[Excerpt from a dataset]
-- -- --
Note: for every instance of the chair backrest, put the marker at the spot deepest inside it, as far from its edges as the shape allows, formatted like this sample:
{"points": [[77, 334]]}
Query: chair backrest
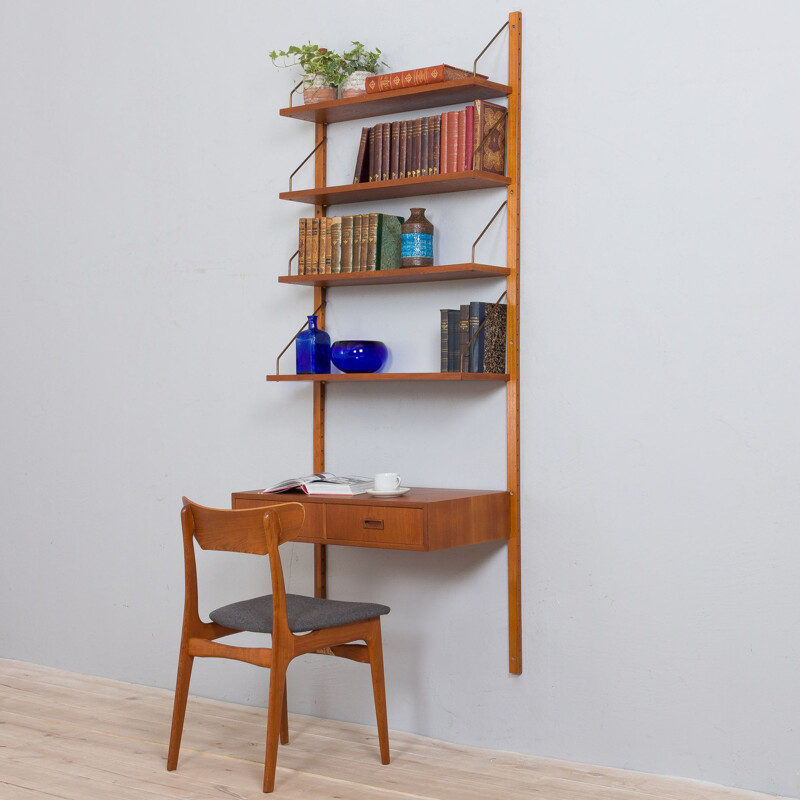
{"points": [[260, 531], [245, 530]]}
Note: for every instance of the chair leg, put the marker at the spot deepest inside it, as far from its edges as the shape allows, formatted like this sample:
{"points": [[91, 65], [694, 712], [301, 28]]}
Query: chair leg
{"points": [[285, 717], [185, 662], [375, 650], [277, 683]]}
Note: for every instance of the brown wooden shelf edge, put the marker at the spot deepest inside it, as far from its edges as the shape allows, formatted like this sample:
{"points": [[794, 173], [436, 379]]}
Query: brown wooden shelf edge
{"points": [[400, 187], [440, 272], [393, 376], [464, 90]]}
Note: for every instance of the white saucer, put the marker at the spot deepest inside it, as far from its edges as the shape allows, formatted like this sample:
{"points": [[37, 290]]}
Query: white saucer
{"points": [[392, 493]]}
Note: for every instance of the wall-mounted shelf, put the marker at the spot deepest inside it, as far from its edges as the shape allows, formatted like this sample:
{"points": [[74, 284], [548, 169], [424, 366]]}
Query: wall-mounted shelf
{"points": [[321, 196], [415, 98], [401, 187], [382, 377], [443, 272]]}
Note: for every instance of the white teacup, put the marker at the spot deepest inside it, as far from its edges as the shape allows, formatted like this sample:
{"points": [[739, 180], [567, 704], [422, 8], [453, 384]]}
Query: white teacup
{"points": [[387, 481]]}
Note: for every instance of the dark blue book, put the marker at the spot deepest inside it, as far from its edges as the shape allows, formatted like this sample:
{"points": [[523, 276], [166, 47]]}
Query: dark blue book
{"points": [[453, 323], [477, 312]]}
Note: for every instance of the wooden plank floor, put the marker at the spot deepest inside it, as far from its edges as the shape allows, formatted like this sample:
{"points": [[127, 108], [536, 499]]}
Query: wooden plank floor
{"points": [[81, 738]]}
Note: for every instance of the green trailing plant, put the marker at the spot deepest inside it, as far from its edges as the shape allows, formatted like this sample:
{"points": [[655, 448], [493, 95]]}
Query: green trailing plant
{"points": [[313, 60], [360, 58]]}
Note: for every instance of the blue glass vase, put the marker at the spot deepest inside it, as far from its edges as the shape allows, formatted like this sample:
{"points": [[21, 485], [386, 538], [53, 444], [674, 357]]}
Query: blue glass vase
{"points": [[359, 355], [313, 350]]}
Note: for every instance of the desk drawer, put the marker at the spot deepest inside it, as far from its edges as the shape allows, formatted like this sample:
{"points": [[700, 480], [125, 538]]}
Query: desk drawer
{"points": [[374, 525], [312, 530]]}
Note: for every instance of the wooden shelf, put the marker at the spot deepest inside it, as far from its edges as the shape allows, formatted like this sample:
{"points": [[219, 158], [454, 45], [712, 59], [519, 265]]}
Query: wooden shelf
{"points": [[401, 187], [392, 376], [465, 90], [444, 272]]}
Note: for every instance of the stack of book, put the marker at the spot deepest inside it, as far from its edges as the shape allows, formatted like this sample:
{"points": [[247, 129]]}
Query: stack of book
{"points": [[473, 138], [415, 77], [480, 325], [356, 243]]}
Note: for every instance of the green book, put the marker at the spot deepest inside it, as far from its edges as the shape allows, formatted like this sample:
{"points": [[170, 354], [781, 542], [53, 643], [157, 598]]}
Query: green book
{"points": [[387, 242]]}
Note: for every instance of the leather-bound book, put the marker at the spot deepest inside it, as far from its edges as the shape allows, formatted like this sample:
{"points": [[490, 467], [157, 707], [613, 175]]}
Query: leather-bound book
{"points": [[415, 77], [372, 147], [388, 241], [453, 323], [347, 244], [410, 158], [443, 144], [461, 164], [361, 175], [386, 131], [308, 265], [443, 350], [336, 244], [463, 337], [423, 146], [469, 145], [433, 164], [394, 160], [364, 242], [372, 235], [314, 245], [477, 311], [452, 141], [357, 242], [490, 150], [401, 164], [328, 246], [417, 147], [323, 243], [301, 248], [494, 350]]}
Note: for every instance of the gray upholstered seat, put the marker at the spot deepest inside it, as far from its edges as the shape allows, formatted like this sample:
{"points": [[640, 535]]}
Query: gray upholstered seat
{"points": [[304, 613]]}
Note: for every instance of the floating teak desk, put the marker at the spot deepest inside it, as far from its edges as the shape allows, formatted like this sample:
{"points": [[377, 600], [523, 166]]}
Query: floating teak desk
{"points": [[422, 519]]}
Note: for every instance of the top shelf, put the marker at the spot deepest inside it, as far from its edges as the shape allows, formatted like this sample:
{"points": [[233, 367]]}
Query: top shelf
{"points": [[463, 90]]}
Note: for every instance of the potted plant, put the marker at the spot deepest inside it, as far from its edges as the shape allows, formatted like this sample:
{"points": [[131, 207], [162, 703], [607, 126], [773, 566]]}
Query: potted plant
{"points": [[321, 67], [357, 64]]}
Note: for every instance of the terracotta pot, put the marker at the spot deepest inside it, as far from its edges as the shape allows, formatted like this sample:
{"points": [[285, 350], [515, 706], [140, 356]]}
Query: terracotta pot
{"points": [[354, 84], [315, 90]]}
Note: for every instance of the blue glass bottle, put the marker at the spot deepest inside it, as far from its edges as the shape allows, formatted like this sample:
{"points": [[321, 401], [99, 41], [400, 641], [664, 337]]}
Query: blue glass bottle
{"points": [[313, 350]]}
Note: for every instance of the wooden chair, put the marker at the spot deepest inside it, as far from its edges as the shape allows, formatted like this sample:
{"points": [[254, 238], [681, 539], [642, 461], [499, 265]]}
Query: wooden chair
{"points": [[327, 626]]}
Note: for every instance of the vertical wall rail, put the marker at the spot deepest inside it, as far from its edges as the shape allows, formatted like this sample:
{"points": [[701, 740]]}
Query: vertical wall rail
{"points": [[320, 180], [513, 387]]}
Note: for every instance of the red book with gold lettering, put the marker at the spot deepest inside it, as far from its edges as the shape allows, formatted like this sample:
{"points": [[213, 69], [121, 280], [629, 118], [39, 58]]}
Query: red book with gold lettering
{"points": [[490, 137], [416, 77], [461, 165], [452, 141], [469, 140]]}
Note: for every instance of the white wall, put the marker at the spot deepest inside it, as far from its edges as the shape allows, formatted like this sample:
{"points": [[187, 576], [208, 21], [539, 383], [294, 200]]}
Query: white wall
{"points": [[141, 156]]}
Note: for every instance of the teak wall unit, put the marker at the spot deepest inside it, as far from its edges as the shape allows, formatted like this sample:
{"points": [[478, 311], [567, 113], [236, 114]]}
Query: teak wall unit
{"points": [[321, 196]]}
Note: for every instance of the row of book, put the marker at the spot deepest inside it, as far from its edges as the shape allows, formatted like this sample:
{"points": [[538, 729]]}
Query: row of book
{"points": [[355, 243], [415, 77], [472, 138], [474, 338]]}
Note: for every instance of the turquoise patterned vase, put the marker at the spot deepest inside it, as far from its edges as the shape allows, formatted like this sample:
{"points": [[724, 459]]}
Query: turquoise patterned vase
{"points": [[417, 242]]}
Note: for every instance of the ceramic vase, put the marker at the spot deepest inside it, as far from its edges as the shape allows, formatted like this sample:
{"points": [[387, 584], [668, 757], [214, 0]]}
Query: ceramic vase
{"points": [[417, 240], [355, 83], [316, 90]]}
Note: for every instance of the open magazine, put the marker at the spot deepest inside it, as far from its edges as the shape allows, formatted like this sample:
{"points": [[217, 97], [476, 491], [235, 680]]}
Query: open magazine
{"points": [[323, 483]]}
-- -- --
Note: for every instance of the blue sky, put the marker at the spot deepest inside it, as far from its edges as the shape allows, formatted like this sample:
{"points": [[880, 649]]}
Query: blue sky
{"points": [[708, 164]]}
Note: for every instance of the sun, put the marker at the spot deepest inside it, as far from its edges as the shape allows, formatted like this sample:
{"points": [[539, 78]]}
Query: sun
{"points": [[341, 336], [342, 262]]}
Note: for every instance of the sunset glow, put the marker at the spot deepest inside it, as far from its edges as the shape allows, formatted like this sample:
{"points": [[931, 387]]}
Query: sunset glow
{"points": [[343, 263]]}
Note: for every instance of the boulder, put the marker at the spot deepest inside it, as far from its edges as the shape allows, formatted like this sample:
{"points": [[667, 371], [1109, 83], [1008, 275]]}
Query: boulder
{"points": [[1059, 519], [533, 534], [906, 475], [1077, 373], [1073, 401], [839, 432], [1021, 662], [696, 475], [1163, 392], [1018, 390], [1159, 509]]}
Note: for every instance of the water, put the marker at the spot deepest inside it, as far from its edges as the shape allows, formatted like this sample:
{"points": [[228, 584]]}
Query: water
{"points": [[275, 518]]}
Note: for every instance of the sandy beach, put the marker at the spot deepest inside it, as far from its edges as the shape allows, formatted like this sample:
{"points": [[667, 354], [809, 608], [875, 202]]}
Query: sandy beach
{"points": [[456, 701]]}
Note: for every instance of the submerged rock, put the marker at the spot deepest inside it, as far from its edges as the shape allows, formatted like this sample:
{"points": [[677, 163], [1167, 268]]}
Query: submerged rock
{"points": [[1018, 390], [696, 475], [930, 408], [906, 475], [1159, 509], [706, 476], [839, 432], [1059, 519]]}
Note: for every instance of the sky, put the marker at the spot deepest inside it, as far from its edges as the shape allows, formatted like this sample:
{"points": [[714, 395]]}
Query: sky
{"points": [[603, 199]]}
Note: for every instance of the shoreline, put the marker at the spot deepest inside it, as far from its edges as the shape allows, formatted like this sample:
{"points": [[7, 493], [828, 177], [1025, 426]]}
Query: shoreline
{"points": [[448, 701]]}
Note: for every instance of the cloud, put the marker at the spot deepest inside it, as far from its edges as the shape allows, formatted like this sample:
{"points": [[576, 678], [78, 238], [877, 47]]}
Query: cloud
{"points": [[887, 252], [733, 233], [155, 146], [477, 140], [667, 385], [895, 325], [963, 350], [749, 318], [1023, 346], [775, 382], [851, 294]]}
-- -- --
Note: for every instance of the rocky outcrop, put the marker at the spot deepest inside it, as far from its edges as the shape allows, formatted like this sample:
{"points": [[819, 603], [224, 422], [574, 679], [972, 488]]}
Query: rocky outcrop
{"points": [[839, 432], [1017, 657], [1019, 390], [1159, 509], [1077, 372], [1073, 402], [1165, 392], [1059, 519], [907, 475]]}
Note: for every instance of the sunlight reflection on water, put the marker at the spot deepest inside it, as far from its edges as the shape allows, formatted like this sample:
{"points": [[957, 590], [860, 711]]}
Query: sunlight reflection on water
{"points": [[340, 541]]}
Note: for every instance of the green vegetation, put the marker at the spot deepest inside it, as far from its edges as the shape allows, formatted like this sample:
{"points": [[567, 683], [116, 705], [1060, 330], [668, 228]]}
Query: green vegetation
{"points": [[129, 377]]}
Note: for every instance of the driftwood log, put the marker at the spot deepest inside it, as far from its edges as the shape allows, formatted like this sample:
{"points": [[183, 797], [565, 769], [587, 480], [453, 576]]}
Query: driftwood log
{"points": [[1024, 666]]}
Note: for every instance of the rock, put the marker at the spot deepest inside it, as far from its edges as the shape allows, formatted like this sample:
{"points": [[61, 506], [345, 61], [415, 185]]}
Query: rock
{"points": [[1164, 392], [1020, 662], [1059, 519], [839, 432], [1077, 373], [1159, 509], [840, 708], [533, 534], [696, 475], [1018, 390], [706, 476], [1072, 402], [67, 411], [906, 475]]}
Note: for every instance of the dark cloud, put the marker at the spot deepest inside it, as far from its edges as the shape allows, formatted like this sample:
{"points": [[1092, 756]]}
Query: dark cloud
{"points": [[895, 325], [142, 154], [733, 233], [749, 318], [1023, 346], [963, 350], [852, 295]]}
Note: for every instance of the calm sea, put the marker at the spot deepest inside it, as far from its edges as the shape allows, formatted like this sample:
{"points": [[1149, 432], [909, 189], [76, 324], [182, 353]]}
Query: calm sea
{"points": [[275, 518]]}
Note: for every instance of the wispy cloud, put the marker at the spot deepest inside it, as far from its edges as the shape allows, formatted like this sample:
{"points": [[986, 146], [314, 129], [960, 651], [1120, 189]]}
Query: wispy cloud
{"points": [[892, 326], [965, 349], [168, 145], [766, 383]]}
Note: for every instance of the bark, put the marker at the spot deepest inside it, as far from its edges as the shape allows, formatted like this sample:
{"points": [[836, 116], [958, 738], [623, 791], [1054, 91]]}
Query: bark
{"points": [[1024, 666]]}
-- -- --
Show every line of the records that contains the word "bound", with case counting.

Note: for every instance of the leather-bound book, put the marker at the spot deepest inside it, as far from its edges as the shape allows, formatted like this sample:
Query: leather-bound book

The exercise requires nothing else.